What you have to do:
Please copy the passage on plant biotechnology in Germany between "This episode is" and "crops] in Germany.", inclusive, substituting "scientists" for "researchers".

Extract:

This episode is - from the vantage point of researchers and industry representatives - a typical example of the destiny of green biotechnology [GM crops] in Germany.
Scarcely another research area in the past years has seen itself so vigorously thwarted, delayed and constantly burdened with new barriers as plant biotechnology. Industry representatives regard the red-green government as seven lost years
Dietmar Brauer, Director of the mid-sized seed company Northern German Plant Breeding, talks about a really devastating development. Wherever the government established new rules, it has significantly exceeded the EU guidelines.
From the vantage point of the seeds branch, there were some positive developments. Particularly, the gene technology initiative that was promoted by Federal Chancellor Schroeder promised some progress. The moratorium on crop testing would have been superceded with a requirement for a three year field trial for transgenic seeds. However in Berlin, under the effect of the BSE-crisis, the plans were already put aside 6 months later. Then Renate Kuenast, a Green party and vocal opponent of genetic engineering, took over the leadership of the newly created Ministry of Consumer Protection and Agriculture.
Industry representatives regard as especially serious the fact that the adjustment of the European release guidelines was first delayed for years, and was then finally accepted in German Genetic Engineering law with a really prohibitive liability rule. " In the overall package, the legal regulations are so prohibitive that it has made entry into several areas rather impossible, " Ricardo Gent, director of the German Industry Incorporation Biotechnology (BID), says.

Recorded data:

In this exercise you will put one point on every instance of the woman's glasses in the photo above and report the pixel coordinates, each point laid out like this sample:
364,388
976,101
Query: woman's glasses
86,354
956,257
--
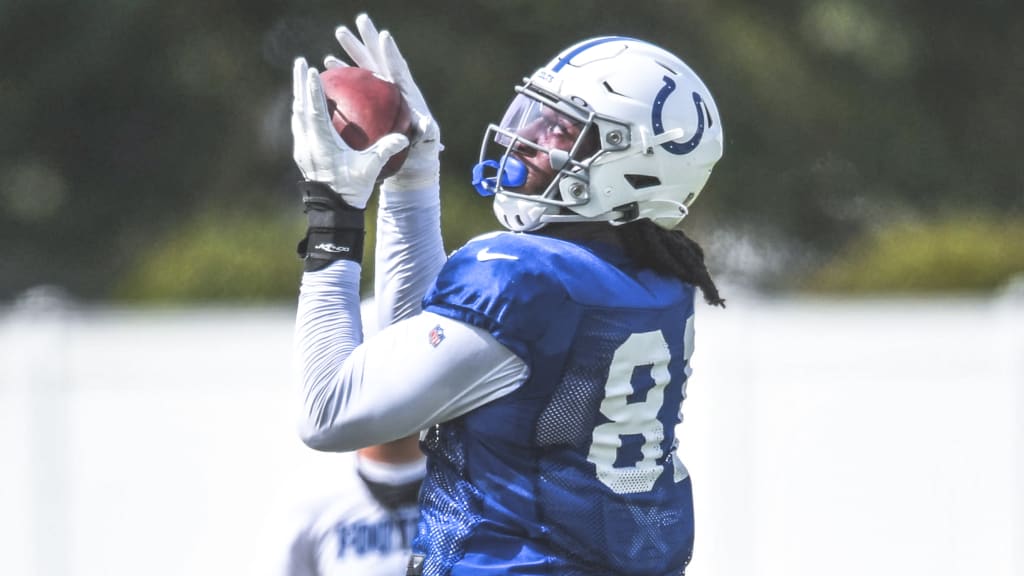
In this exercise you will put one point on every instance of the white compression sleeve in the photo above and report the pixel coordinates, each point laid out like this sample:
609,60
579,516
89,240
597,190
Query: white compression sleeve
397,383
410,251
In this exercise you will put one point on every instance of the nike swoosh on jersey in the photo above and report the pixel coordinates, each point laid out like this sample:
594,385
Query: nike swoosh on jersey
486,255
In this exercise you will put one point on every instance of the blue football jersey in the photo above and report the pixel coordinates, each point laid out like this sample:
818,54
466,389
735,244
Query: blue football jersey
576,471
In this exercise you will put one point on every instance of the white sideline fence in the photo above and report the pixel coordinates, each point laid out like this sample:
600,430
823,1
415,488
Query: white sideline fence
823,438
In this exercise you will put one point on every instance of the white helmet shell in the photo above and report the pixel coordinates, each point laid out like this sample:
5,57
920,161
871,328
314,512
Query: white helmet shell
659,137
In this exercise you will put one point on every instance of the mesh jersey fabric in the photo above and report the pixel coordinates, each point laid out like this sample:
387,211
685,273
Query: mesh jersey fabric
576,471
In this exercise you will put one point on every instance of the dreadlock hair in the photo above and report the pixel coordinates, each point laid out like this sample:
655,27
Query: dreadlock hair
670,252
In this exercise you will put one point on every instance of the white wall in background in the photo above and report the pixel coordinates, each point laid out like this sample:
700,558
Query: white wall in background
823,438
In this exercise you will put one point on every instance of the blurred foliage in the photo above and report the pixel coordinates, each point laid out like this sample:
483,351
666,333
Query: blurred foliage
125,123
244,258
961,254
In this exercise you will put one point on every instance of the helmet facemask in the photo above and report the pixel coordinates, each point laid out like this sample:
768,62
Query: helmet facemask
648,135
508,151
--
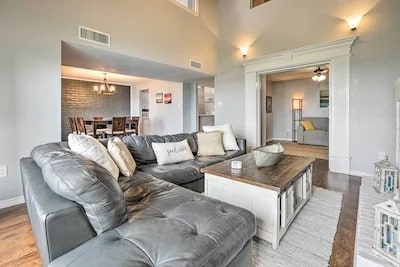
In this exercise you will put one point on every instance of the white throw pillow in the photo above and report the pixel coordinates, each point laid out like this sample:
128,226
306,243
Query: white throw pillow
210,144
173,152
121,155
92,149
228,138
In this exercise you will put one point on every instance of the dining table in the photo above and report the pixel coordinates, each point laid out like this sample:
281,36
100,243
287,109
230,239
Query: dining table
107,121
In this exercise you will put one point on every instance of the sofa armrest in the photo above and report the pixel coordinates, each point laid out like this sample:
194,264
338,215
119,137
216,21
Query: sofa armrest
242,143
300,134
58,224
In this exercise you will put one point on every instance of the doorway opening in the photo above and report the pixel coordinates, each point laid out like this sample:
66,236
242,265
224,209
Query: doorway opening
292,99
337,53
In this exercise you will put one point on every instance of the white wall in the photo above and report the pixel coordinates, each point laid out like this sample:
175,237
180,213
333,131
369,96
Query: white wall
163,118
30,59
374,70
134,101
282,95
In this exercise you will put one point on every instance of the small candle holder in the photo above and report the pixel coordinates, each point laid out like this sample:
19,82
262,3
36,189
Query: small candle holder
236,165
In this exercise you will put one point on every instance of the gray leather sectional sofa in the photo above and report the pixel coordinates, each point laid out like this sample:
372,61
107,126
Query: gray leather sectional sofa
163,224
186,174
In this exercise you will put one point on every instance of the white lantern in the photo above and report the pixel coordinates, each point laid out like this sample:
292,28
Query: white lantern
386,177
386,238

Your response:
This episode is - from the vantage point of scientists and industry representatives - a typical example of the destiny of green biotechnology [GM crops] in Germany.